- Aim of the exercise
Report how many lines below contain the string "positive", matching case exactly. Reply with the number alone.

Stored data:

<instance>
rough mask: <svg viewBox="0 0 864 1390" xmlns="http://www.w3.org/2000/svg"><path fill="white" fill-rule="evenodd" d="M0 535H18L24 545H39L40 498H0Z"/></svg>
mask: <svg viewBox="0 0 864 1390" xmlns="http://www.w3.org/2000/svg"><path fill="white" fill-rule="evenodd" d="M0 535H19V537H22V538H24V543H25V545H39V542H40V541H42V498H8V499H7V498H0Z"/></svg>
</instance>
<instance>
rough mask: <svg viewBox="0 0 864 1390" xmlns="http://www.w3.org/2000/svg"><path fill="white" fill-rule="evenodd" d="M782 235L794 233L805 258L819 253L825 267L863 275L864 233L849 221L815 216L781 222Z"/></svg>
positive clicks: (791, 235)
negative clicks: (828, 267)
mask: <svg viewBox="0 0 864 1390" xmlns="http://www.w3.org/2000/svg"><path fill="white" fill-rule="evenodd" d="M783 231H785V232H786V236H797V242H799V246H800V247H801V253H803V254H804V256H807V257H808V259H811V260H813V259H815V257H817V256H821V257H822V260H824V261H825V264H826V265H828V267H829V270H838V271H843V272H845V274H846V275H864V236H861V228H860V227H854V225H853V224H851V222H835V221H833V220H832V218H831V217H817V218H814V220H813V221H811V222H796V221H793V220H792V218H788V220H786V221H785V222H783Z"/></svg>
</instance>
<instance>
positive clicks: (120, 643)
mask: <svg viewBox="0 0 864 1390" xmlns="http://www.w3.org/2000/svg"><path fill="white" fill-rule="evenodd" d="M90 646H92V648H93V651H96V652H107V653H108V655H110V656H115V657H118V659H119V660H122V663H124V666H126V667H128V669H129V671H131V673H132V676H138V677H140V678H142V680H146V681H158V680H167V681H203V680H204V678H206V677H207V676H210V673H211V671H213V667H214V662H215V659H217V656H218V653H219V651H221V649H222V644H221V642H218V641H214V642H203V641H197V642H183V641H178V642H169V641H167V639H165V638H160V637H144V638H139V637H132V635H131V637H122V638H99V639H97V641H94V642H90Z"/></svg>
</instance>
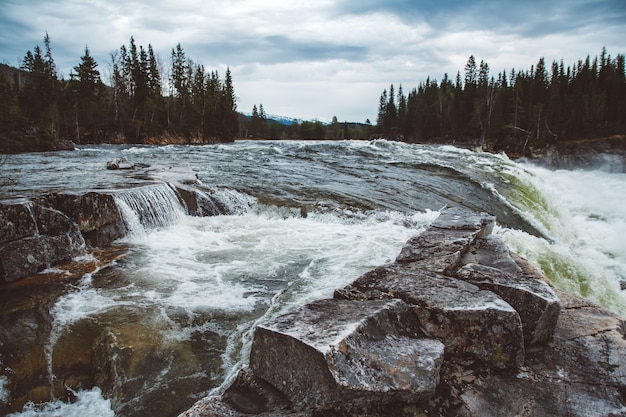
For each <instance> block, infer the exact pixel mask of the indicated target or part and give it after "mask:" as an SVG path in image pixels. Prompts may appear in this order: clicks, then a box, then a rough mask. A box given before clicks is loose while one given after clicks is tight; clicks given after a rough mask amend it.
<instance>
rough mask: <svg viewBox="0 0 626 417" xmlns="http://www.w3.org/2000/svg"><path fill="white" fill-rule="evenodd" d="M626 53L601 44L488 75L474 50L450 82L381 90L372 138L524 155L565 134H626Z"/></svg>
mask: <svg viewBox="0 0 626 417" xmlns="http://www.w3.org/2000/svg"><path fill="white" fill-rule="evenodd" d="M624 61H625V58H624V54H618V55H617V56H616V57H615V58H612V57H611V56H610V55H608V54H607V51H606V48H603V49H602V53H601V55H600V57H599V58H598V57H595V58H593V59H591V58H590V57H589V56H587V58H586V59H585V60H584V61H583V60H579V61H578V62H577V63H576V64H575V65H573V66H568V67H567V68H566V67H565V65H564V63H563V60H561V61H560V62H556V61H554V62H553V63H552V64H551V66H549V67H548V66H547V65H546V62H545V59H544V58H541V59H539V62H538V63H537V65H536V66H531V68H530V70H526V71H515V70H514V69H513V70H511V72H510V73H507V71H506V70H505V71H502V72H500V73H498V74H497V76H494V75H491V74H490V69H489V65H488V64H487V62H485V61H482V60H481V61H480V63H477V61H476V58H475V57H474V56H473V55H472V56H470V57H469V59H468V61H467V64H466V65H465V68H464V77H463V78H461V72H460V71H459V72H457V75H456V79H454V80H452V79H450V78H449V77H448V75H447V74H445V75H444V77H443V79H442V80H441V82H437V81H436V80H432V79H430V78H427V80H426V81H425V82H422V83H420V84H419V86H418V87H416V88H413V89H412V90H411V91H410V92H409V93H408V95H405V93H404V91H403V89H402V86H401V85H400V86H399V88H398V91H397V92H396V91H395V89H394V85H393V84H391V86H390V87H389V89H385V90H383V92H382V94H381V95H380V100H379V106H378V117H377V126H376V130H377V132H376V133H377V135H381V136H384V137H389V138H395V139H400V140H404V141H407V142H446V143H451V142H452V143H468V144H472V145H480V146H483V147H486V148H490V149H492V150H496V151H500V150H505V151H508V152H511V153H513V154H523V153H525V152H527V151H528V150H529V149H530V148H531V147H542V146H546V145H548V144H551V143H554V142H557V141H560V140H561V141H562V140H565V139H589V138H597V137H609V136H612V135H623V134H625V133H626V73H625V68H624Z"/></svg>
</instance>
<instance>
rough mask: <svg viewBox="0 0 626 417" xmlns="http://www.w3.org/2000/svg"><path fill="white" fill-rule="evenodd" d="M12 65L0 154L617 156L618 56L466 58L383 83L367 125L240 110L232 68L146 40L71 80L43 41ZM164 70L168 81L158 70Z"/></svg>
mask: <svg viewBox="0 0 626 417" xmlns="http://www.w3.org/2000/svg"><path fill="white" fill-rule="evenodd" d="M43 41H44V47H43V48H41V47H40V46H39V45H37V46H35V48H34V49H33V51H28V52H27V53H26V55H25V56H24V59H23V62H22V66H21V68H19V69H18V68H13V67H10V66H7V65H4V64H0V153H19V152H34V151H53V150H69V149H73V148H74V145H75V144H100V143H116V144H124V143H130V144H158V145H161V144H211V143H227V142H232V141H234V140H235V139H330V140H333V139H374V138H386V139H391V140H399V141H404V142H409V143H428V144H453V145H457V146H461V147H478V148H480V149H483V150H485V151H490V152H505V153H506V154H507V155H509V157H511V158H518V157H524V156H525V157H534V158H536V157H540V156H542V155H543V153H544V152H545V151H546V149H550V148H552V149H555V148H556V149H559V150H560V149H563V150H565V151H568V150H569V151H571V150H572V149H574V148H576V152H584V150H585V149H586V148H589V149H597V148H600V149H601V150H603V151H606V152H609V153H611V152H613V151H617V152H618V153H622V154H623V153H626V71H625V55H624V54H618V55H617V56H616V57H615V58H612V57H611V55H609V54H608V53H607V51H606V49H605V48H603V49H602V52H601V55H600V57H599V58H598V57H595V58H593V59H591V58H590V57H589V56H587V57H586V59H585V60H579V61H578V62H577V63H576V64H574V65H572V66H568V67H565V65H564V63H563V61H562V60H561V61H560V62H557V61H554V62H553V63H552V64H551V66H550V67H548V66H547V64H546V62H545V59H544V58H540V59H539V62H538V63H537V64H536V65H533V66H531V67H530V70H526V71H516V70H515V69H513V70H511V71H510V72H507V71H506V70H504V71H502V72H500V73H498V74H497V75H491V74H490V68H489V65H488V64H487V63H486V62H485V61H480V63H477V60H476V58H475V57H474V56H473V55H472V56H470V57H469V59H468V61H467V64H466V66H465V68H464V75H463V76H462V75H461V71H458V72H457V74H456V78H455V79H454V80H452V79H451V78H449V76H448V74H445V75H444V77H443V79H442V80H441V81H440V82H438V81H436V80H435V79H431V78H430V77H429V78H427V80H426V81H424V82H421V83H420V84H419V85H418V87H415V88H413V89H411V90H410V92H409V93H408V94H405V93H404V91H405V90H404V89H403V86H402V85H400V86H399V87H398V89H397V92H396V89H395V87H394V85H393V84H391V85H390V87H389V88H388V89H385V90H383V92H382V94H381V96H380V100H379V104H378V115H377V120H376V124H372V123H371V122H370V120H369V119H368V120H366V121H365V122H363V123H357V122H347V121H344V122H340V121H338V119H337V117H333V119H332V122H330V123H323V122H320V121H317V120H315V121H300V120H295V119H293V120H292V121H291V122H290V121H289V120H281V121H278V120H275V119H273V118H272V117H271V116H267V115H266V113H265V110H264V108H263V105H262V104H260V105H259V106H258V107H257V106H256V105H254V107H253V109H252V112H251V114H250V115H245V114H243V113H241V112H238V111H237V98H236V96H235V90H234V85H233V79H232V75H231V72H230V69H229V68H227V69H226V73H225V75H224V77H223V78H221V77H220V75H219V74H218V72H217V71H216V70H213V71H208V70H207V69H205V67H204V66H203V65H201V64H197V63H195V62H193V61H192V60H191V59H189V58H187V57H186V55H185V51H184V50H183V48H182V46H181V45H180V43H179V44H177V45H176V47H174V48H172V50H171V55H170V57H169V62H167V63H166V62H163V61H162V60H161V59H159V58H157V57H156V56H155V54H154V51H153V49H152V45H150V44H148V46H147V47H144V46H143V45H137V44H136V43H135V40H134V38H133V37H131V38H130V42H129V44H128V46H127V45H122V46H121V47H120V48H119V50H117V51H114V52H112V53H111V54H110V59H109V62H107V63H106V66H107V67H108V68H110V71H108V76H107V79H106V80H105V81H106V82H105V81H103V77H102V75H101V73H100V71H99V70H98V67H99V64H98V63H97V62H96V61H95V60H94V59H93V57H92V56H91V55H90V52H89V48H88V47H87V46H86V47H85V50H84V54H83V56H82V57H81V58H80V61H79V63H78V64H77V65H76V66H75V67H74V68H73V70H72V71H71V73H70V76H69V79H62V78H59V75H58V73H57V69H56V65H55V63H54V59H53V56H52V48H51V41H50V37H49V36H48V34H46V35H45V37H44V39H43ZM165 74H167V76H166V75H165Z"/></svg>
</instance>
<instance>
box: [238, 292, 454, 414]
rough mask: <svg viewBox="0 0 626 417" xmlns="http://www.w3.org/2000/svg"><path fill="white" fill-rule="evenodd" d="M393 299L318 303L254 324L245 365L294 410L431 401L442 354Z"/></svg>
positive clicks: (404, 308) (406, 305) (436, 379)
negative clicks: (247, 365)
mask: <svg viewBox="0 0 626 417" xmlns="http://www.w3.org/2000/svg"><path fill="white" fill-rule="evenodd" d="M418 329H419V326H418V323H417V320H416V317H415V315H414V314H413V312H412V309H411V307H410V306H408V305H406V304H405V303H403V302H402V301H400V300H387V301H353V300H337V299H326V300H320V301H316V302H313V303H311V304H307V305H305V306H304V307H302V308H300V309H299V310H297V311H295V312H293V313H289V314H285V315H282V316H279V317H277V318H276V319H274V320H272V321H271V322H269V323H267V324H264V325H261V326H258V327H257V329H256V331H255V335H254V341H253V344H252V351H251V354H250V368H251V369H252V371H253V372H254V374H255V375H257V376H258V377H260V378H262V379H264V380H265V381H267V382H269V383H270V384H272V385H273V386H275V387H276V388H278V389H279V390H280V391H281V392H283V393H284V394H285V395H286V397H287V398H289V400H290V401H291V402H292V404H293V407H294V409H296V410H297V409H303V408H317V409H327V410H331V409H332V410H340V409H345V407H346V404H349V406H350V407H352V408H355V407H356V408H367V407H371V406H380V405H384V404H390V403H394V402H398V401H400V402H406V403H417V402H419V401H422V400H424V399H426V398H429V397H430V396H432V395H433V394H434V392H435V387H436V385H437V382H438V375H439V368H440V366H441V363H442V360H443V354H444V346H443V344H442V343H441V342H439V341H437V340H432V339H426V338H418V337H416V336H417V332H418V331H419V330H418Z"/></svg>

- Exercise output
3